WHAT THE TASK ASKS
Return each line below that contains the word "white".

PROVIDED MATERIAL
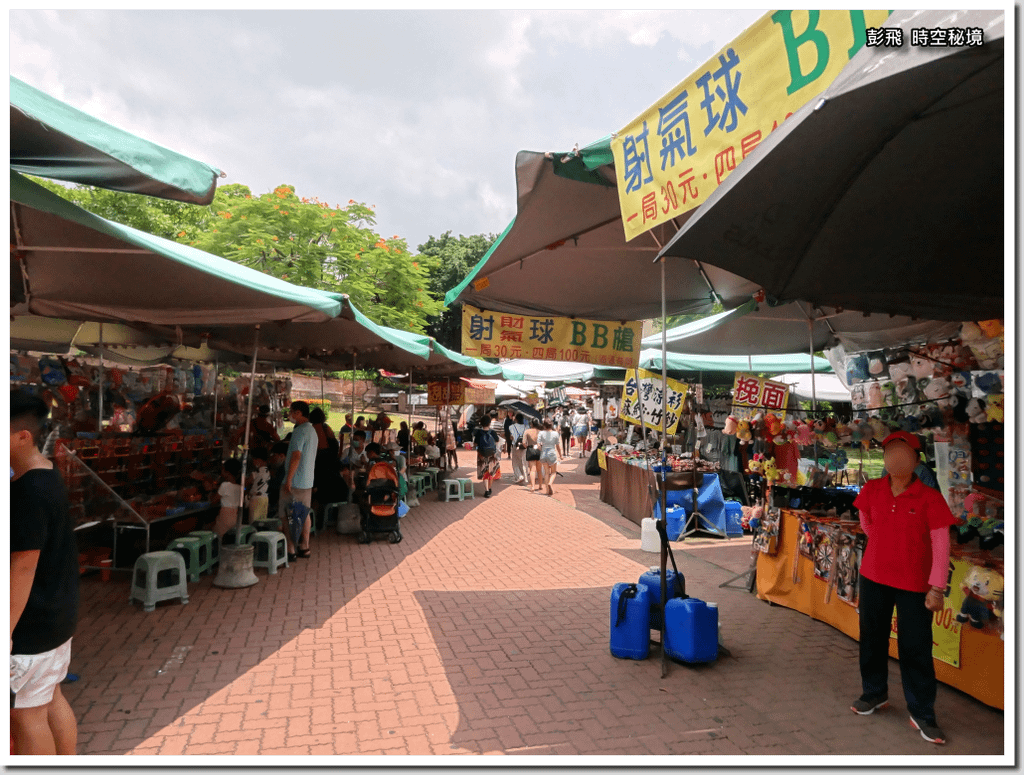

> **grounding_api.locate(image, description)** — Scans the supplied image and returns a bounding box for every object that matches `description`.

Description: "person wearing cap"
[851,431,953,744]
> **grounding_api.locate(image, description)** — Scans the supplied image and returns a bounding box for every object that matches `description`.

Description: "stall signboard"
[732,373,790,420]
[427,380,495,406]
[611,10,902,241]
[889,558,971,668]
[462,304,642,369]
[618,369,687,434]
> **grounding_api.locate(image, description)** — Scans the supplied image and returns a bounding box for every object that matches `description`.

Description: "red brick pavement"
[65,453,1004,756]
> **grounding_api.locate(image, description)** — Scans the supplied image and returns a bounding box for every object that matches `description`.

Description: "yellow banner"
[611,10,889,241]
[889,559,971,668]
[732,372,790,420]
[427,380,495,406]
[620,369,688,433]
[462,304,642,369]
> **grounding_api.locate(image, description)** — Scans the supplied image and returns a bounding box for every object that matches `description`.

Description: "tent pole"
[213,360,219,430]
[96,324,103,433]
[234,324,259,537]
[658,256,669,678]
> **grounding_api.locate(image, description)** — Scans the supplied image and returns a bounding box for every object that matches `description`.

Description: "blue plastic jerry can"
[637,567,681,630]
[665,598,718,662]
[608,583,650,659]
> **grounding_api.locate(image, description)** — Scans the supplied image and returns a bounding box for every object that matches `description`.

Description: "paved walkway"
[65,453,1004,756]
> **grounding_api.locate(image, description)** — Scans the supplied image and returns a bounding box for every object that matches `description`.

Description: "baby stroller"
[358,461,401,544]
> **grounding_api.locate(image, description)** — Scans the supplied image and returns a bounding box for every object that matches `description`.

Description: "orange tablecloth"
[758,509,1004,708]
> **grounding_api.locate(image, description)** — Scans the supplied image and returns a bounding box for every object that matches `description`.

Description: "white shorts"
[10,639,71,707]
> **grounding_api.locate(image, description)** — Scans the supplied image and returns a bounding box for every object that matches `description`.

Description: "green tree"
[418,231,498,352]
[28,179,441,333]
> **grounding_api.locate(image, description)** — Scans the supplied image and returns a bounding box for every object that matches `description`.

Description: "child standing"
[246,449,270,524]
[213,458,242,540]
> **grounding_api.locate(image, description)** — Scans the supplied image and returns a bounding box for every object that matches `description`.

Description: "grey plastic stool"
[128,552,188,611]
[249,530,288,574]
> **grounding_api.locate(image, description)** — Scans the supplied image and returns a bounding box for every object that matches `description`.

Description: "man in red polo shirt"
[851,431,953,745]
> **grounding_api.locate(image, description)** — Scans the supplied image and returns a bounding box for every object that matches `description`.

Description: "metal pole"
[213,360,220,430]
[658,256,671,678]
[234,324,259,542]
[96,324,103,433]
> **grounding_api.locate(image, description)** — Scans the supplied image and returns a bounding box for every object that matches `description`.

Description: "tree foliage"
[29,180,441,333]
[417,231,498,352]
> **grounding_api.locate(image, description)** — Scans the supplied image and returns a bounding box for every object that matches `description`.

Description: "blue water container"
[665,506,686,541]
[637,568,682,630]
[725,501,743,539]
[665,598,718,662]
[609,583,650,659]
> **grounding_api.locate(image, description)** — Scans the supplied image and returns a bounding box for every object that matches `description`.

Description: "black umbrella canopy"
[498,398,541,420]
[662,10,1006,320]
[445,150,760,320]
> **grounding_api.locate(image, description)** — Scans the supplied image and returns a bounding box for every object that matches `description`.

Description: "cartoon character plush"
[889,358,913,382]
[867,350,886,377]
[965,398,988,425]
[867,417,891,443]
[797,420,814,446]
[722,415,739,436]
[736,420,754,444]
[985,395,1002,423]
[846,355,869,385]
[899,415,921,433]
[910,353,935,380]
[956,565,1004,630]
[922,377,950,407]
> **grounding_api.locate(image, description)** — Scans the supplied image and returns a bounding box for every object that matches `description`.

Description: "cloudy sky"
[9,10,764,249]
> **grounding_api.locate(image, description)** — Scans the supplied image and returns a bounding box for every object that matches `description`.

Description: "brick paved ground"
[65,453,1004,756]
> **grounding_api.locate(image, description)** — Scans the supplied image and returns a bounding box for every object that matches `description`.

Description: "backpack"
[367,461,398,517]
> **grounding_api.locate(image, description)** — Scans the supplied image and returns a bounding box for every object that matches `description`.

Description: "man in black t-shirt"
[10,390,78,756]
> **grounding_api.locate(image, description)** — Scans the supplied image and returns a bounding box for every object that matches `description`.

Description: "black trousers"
[858,576,936,723]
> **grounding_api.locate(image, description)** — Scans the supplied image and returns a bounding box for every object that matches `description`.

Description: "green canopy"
[10,76,221,205]
[10,170,341,326]
[641,299,959,355]
[444,146,760,320]
[640,350,833,374]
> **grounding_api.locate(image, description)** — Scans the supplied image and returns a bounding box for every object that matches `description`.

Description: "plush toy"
[736,420,754,444]
[867,417,891,443]
[797,420,814,446]
[978,320,1002,339]
[965,398,988,425]
[949,393,974,423]
[850,417,870,446]
[956,565,1004,630]
[846,355,869,385]
[867,382,885,410]
[867,350,886,378]
[889,358,913,382]
[973,372,1002,395]
[899,415,921,433]
[985,395,1002,423]
[910,353,935,380]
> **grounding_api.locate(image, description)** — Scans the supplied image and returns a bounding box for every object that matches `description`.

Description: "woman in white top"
[537,420,562,496]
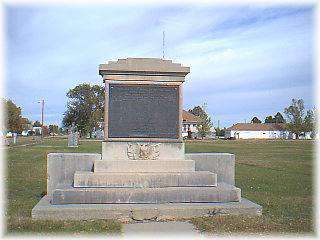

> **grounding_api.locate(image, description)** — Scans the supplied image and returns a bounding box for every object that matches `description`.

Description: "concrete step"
[52,183,241,204]
[94,160,195,173]
[73,171,217,188]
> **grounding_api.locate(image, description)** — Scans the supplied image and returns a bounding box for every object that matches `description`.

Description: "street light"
[38,99,44,138]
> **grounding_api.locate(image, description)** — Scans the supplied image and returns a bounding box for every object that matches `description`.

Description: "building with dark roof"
[225,123,292,139]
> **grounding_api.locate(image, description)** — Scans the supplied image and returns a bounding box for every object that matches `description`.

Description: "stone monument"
[32,58,262,220]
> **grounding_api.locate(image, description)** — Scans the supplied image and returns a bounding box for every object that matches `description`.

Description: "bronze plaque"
[108,84,179,139]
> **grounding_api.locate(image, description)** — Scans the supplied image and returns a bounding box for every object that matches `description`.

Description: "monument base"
[102,139,185,161]
[31,196,262,222]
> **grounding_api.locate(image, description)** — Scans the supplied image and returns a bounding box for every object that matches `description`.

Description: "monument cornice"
[99,58,190,77]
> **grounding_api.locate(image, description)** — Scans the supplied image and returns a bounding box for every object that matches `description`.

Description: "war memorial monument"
[32,58,262,221]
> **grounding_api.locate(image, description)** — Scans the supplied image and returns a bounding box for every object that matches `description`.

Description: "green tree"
[215,128,226,137]
[284,99,315,138]
[49,124,59,134]
[191,103,212,139]
[303,110,316,136]
[188,106,205,117]
[274,112,286,123]
[4,99,22,132]
[62,84,104,137]
[251,117,261,123]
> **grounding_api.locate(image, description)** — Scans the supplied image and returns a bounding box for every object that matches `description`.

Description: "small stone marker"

EXERCISE ANSWER
Description: "white shorts"
Description: "woman in white top"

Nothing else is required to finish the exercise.